Start of Text shown

Using NCI Controlled Terminology for Standardizing Data
Use of consistent terminology within and between studies is critical to enabling an efficient trial process. CDISC standards such as CDASH, SDTM, SEND and ADaM standardize the structures to use when collecting and submitting data, but what about the data values themselves?
This post gives an overview of CDISC’s standardized controlled terminology and how it should be used to collect and submit data in a way that speeds trials and enables cross study analysis.
CDISC partner with NCI to define standardized terminology
CDISC have partnered with the National Cancer Institute (NCI) to help bring consistency to terminology in clinical trials. Through this collaboration a standard set of terminology has been defined and is updated quarterly, bringing semantic consistency across studies. Using this terminology, the same piece information will be represented in the same way across studies.
Lets take a simple example – Sex:
- Should Male be represented by “Male”, “MALE”, “M” or “1”?
- How should someone who is intersex be recorded?
In days gone by this information may have been collected in different ways for each study. The CDISC NCI Terminology standard now defines that the only allowable options are “F”, “M”, “U” and “UNDIFFERENTIATED”, and that a person who is intersex should be recorded as “UNDIFFERENTIATED”. You can see how this very simple example already makes it much easier to understand the underlying data and easily segment for different populations across studies.

End of Text shown
Start of Given data

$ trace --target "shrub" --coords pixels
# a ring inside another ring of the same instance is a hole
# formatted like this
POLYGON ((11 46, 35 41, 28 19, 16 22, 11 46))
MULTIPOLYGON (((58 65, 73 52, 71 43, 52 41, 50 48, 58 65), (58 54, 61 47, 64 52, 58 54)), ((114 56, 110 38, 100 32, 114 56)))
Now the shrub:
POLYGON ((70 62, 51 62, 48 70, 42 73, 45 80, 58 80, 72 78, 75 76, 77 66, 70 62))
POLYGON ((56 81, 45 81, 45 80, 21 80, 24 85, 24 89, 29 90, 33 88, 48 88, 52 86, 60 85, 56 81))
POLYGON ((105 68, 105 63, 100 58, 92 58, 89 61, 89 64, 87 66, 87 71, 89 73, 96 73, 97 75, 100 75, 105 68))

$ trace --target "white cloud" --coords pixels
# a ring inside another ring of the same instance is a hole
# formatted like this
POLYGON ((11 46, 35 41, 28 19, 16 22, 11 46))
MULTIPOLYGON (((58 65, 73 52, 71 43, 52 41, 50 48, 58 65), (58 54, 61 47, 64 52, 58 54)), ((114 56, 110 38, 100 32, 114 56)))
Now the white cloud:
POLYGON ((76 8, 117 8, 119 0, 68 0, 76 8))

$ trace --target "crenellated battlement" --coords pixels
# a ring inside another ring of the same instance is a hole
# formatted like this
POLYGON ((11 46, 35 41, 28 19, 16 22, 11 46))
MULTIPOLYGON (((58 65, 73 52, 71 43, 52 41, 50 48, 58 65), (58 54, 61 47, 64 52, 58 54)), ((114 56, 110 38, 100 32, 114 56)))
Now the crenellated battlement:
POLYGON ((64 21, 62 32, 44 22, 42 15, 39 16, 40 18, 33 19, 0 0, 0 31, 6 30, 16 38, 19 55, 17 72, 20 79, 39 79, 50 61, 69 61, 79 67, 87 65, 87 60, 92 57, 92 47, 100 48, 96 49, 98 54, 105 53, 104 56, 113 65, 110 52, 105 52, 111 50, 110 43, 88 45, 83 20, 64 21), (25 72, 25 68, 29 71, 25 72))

End of Given data

Continue the text on NCI controlled terminology from its final sentence.

§ Solved exercise:
FDA’s data standards catalog now mandates that the standardized NCI terminology be used for all new studies. This makes a reviewer’s life much easier, as they know how to interpret the data.
How is CDISC NCI Terminology defined?
The table below shows how the standard Sex terminology is defined.
Identifying standardized terminology
The blue line represents the code list that contains all the individual codes. The code list has a standard “C-code” of “C66731”. Each of the individual codes has its own C-code, e.g. “C16576”. These C-codes are used in ODM and Define-XML metadata to identify code lists as being NCI standard terminology.
This codelist is defined as being non-extensible, which means that wherever the codelist is used it must not contain any terms not listed here. Code lists that are extensible can have additional terms added. These additional terms must be described in Define-XML as being extended terms and cannot be duplicates or synonyms of existing terms.
Submission Value, Synonyms and Preferred Term
The submission value is what must be submitted to a regulator. The value actually displayed on a form may be different, and may be one of the Synonyms or the Preferred Term.
Available in many colours
The NCI Terminology standards are a available in a number of formats to suit different needs, including Excel, ODM, HTML and RDF. The example above is taken from the Excel version.
Grouped into subsets for CDASH, SDTM, ADaM and more
For convenience, the NCI Terminology is grouped into a number of subsets.
- SDTM terminology contains terms for use in an SDTM-based submission
- CDASH terminology contains terms for use in CDASH-based data collection
- ADaM terminology contains terms for use in ADaM datasets
- SEND terminology contains terms for use in a SEND-based submission
- Protocol terminology contains terms for use with the Protocol Representation Model (PRM) and Clinical Trial Registry XML (CTR-XML)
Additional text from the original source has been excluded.